■ SHORT TASK A: In the records, how many lines contain the word "khaki", counting only matches with the same letter case? Give the number and nothing else.

■ SELECTED PASSAGE:
=======

Continue to Site

Eng-Tips is the largest engineering community on the Internet

Intelligent Work Forums for Engineering Professionals

  • Congratulations GregLocock on being selected by the Eng-Tips community for having the most helpful posts in the forums last week. Way to Go!

Elevated Nickel and Vanadium concentrations post-treatment?

Status
Not open for further replies.

cfj104

Civil/Environmental
Apr 18, 2005
50
Okay,I have a site where we are taking the soil off site for thermal treatment. The problem is that the post treatment sample concentrations of nickel and vanadium have increased significantly and we can not figure out what the cause of the increas may be.

Has anyone seen this before or have any suggestions for what may be causing the increased concentrations? The samples are from an MGP site.

Thanks.
 
Replies continue below

Recommended for you

cfj104, have you resolved this issue?
Most likely, some hot spots were missed during soil sampling.

=======

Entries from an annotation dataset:
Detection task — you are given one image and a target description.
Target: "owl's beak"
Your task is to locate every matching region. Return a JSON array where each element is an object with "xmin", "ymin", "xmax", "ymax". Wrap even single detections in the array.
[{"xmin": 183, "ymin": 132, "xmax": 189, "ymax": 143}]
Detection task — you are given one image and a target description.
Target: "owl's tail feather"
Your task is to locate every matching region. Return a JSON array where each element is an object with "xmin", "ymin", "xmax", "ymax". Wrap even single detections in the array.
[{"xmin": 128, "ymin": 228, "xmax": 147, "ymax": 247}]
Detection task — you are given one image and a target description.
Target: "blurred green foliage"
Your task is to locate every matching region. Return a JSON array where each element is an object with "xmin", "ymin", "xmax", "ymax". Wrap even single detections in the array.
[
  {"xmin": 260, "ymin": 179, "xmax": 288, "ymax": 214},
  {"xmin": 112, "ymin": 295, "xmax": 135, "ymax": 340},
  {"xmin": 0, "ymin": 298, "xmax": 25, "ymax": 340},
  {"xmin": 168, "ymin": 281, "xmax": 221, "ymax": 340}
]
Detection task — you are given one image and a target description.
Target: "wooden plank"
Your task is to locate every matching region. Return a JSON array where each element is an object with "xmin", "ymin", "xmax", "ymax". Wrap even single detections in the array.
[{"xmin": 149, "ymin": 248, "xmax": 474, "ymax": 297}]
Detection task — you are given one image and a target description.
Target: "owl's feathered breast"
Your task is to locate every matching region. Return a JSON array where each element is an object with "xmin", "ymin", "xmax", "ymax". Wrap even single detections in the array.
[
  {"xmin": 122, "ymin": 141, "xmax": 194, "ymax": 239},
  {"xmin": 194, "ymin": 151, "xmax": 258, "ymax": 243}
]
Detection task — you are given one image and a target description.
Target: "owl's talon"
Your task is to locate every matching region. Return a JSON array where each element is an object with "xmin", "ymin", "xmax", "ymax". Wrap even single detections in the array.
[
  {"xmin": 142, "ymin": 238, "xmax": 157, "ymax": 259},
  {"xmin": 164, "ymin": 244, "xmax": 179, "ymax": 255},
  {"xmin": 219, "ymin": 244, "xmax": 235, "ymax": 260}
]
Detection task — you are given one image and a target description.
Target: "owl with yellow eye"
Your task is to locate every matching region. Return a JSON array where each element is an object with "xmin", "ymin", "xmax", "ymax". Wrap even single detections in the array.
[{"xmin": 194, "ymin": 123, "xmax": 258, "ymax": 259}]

=======

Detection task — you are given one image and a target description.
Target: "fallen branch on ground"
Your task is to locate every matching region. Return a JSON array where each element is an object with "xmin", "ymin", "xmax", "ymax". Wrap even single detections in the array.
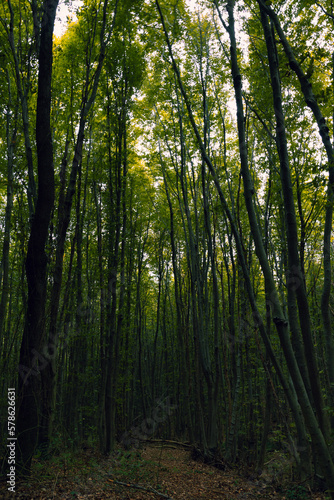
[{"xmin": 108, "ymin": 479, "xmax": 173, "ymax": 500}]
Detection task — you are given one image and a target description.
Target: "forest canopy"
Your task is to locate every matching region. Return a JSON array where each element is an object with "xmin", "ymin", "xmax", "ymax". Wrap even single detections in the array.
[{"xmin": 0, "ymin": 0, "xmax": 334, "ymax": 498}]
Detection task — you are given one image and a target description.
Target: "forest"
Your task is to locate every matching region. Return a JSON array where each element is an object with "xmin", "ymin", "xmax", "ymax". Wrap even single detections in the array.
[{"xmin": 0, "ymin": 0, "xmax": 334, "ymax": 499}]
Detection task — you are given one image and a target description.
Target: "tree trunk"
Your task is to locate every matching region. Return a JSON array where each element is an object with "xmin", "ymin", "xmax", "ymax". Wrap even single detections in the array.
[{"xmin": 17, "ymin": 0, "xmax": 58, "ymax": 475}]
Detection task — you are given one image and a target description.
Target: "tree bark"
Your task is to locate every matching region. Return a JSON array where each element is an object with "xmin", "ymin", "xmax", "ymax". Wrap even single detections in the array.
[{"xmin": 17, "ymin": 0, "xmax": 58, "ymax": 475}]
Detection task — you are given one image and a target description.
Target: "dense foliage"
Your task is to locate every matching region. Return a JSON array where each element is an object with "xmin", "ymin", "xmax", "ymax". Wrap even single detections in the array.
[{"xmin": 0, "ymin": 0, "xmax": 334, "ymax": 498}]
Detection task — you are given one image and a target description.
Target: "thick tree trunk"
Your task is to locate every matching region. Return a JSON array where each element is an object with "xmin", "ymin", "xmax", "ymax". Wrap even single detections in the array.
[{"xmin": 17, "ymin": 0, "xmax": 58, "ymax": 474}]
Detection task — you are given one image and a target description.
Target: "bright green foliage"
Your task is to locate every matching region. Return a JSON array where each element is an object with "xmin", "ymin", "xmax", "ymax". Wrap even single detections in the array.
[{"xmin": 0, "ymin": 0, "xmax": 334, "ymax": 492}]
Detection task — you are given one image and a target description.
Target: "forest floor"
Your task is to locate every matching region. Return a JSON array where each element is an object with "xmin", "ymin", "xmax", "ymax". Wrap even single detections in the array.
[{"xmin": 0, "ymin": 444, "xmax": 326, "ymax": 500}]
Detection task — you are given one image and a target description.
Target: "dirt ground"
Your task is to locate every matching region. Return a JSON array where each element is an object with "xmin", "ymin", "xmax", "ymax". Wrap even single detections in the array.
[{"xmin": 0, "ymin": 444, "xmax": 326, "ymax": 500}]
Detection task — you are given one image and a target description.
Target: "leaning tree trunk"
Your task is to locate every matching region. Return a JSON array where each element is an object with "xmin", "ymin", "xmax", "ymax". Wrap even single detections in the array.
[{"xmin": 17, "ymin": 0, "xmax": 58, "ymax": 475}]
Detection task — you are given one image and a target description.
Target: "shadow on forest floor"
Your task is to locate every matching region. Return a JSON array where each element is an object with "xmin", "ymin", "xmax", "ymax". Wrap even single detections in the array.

=======

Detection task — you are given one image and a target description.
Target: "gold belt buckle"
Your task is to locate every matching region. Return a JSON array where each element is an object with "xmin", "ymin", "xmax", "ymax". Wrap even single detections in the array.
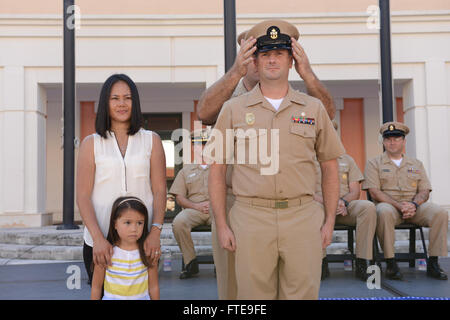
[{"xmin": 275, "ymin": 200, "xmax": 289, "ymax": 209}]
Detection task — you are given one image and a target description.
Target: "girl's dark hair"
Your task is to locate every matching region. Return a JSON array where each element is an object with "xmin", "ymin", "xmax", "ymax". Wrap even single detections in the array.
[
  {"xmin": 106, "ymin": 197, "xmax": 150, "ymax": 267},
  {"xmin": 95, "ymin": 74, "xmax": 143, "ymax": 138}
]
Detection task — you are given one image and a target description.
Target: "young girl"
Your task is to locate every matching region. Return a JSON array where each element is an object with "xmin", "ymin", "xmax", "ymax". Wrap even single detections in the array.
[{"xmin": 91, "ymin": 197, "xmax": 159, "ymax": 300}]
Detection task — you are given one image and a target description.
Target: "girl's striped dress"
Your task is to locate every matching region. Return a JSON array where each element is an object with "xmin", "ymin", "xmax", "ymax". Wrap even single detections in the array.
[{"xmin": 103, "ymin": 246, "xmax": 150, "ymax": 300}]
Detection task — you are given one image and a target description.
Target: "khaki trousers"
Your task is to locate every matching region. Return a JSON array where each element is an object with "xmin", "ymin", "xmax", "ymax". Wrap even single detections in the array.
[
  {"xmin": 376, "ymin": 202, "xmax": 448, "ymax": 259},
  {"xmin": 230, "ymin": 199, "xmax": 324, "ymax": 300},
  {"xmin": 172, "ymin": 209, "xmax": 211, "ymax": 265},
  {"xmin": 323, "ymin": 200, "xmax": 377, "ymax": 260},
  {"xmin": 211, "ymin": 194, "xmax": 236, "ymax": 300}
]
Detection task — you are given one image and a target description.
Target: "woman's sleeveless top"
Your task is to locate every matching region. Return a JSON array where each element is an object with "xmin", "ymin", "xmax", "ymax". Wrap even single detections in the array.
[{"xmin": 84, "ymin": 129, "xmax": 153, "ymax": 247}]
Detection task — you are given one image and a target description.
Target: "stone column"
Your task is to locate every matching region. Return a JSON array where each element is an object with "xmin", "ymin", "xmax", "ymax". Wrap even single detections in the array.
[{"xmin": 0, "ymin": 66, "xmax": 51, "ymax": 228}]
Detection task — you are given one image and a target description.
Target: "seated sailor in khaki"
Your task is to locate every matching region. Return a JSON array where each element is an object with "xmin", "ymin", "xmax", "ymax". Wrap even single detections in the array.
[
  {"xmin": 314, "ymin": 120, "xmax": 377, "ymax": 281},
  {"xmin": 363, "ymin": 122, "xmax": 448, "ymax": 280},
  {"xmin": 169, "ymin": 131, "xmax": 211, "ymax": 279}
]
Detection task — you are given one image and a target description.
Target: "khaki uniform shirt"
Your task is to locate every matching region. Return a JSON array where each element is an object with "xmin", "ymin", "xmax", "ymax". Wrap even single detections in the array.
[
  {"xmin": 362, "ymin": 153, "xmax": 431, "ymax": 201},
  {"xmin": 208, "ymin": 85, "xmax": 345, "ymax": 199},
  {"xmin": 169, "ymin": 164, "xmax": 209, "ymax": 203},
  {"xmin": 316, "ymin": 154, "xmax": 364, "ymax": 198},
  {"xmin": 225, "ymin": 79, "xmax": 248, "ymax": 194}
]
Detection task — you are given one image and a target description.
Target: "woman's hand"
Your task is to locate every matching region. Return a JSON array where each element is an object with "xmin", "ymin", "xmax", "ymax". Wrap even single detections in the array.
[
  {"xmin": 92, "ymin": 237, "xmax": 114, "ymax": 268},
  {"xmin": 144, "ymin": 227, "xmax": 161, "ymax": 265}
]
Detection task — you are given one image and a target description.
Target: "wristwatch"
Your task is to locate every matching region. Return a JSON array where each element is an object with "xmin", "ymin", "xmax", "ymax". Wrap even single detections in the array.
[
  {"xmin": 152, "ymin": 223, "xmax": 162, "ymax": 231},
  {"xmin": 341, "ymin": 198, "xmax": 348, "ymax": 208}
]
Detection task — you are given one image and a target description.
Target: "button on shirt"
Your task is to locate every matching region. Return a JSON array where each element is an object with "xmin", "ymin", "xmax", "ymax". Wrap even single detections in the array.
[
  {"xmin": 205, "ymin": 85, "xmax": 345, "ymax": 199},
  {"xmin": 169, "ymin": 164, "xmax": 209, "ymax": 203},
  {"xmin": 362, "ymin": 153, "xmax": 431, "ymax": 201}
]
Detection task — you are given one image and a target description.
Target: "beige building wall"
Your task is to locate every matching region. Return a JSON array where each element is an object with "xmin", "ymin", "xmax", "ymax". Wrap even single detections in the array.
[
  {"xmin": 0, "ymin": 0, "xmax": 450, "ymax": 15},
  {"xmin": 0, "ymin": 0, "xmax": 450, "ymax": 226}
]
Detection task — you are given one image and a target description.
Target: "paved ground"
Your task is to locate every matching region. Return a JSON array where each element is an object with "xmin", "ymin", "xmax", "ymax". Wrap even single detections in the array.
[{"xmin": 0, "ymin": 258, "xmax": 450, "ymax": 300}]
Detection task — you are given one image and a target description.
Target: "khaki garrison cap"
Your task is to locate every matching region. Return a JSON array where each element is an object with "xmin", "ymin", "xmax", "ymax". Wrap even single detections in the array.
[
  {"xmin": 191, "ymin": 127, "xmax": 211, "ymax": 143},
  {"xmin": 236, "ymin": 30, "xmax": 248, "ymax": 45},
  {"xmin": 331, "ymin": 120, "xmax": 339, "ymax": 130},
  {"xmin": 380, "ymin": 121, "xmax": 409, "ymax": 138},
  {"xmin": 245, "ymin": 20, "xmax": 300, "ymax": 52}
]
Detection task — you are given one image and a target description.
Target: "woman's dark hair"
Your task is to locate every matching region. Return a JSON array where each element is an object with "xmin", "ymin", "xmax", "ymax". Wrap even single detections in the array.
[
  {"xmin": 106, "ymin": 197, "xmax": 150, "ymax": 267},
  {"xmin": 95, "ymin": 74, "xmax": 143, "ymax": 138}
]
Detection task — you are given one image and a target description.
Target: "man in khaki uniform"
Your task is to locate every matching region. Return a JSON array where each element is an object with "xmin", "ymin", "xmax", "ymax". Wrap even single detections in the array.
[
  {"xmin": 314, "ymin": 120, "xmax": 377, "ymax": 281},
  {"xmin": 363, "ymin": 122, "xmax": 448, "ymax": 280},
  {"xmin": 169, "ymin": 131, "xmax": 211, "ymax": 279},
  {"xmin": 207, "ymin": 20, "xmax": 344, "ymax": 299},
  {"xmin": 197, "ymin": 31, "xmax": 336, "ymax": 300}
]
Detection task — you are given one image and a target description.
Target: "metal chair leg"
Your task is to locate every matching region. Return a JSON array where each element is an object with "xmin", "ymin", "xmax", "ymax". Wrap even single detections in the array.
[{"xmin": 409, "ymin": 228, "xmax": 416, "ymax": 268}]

=======

■ SHORT TASK B: Reproduce everything in the forum thread on nickel and vanadium from "Continue to Site" down to "for further replies.", word for word.

■ FINAL RESULT A: 5

■ FINAL RESULT B:
Continue to Site

Eng-Tips is the largest engineering community on the Internet

Intelligent Work Forums for Engineering Professionals

  • Congratulations GregLocock on being selected by the Eng-Tips community for having the most helpful posts in the forums last week. Way to Go!

Elevated Nickel and Vanadium concentrations post-treatment?

Status
Not open for further replies.